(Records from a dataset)
◇ ◇ ◇ ◇
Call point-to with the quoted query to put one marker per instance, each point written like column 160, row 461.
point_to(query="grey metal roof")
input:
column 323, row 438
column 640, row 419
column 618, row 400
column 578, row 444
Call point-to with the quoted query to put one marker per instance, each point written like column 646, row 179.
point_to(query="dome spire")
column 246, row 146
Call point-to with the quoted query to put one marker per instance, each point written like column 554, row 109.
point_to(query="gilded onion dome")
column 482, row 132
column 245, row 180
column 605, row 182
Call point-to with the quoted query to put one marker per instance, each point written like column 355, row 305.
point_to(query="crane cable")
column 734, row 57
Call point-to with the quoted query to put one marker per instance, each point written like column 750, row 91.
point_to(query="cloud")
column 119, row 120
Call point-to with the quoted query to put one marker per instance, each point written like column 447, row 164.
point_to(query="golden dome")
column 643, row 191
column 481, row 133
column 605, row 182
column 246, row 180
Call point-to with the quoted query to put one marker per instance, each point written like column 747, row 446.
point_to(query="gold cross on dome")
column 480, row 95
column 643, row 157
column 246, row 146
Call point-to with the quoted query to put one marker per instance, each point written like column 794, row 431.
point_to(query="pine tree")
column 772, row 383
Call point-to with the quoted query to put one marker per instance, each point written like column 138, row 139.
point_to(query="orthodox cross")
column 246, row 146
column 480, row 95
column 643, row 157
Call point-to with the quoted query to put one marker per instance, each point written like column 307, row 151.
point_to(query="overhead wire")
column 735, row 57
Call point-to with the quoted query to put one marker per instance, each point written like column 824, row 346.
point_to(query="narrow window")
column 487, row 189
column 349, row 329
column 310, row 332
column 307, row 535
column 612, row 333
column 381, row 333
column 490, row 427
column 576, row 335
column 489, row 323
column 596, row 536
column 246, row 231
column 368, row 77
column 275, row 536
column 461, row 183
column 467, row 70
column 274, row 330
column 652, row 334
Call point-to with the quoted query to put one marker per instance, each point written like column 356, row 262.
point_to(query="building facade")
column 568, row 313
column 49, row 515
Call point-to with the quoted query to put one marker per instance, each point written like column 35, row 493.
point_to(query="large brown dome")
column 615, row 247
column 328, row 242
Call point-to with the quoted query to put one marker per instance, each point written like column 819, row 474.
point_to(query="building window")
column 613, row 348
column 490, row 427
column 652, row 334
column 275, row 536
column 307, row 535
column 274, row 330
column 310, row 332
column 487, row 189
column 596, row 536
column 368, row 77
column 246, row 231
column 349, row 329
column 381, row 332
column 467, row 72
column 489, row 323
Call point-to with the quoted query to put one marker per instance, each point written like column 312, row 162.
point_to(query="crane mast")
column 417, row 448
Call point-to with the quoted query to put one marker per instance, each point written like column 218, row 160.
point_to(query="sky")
◇ ◇ ◇ ◇
→ JOB
Rewrite the lines from the one containing "218, row 160." through the end of the records, substituting "open sky" for "sky" and leaving everything else unchanged.

→ TASK RESPONSE
Call point-to with the quoted query to put one marker per instance, each point written like column 218, row 160.
point_to(query="open sky")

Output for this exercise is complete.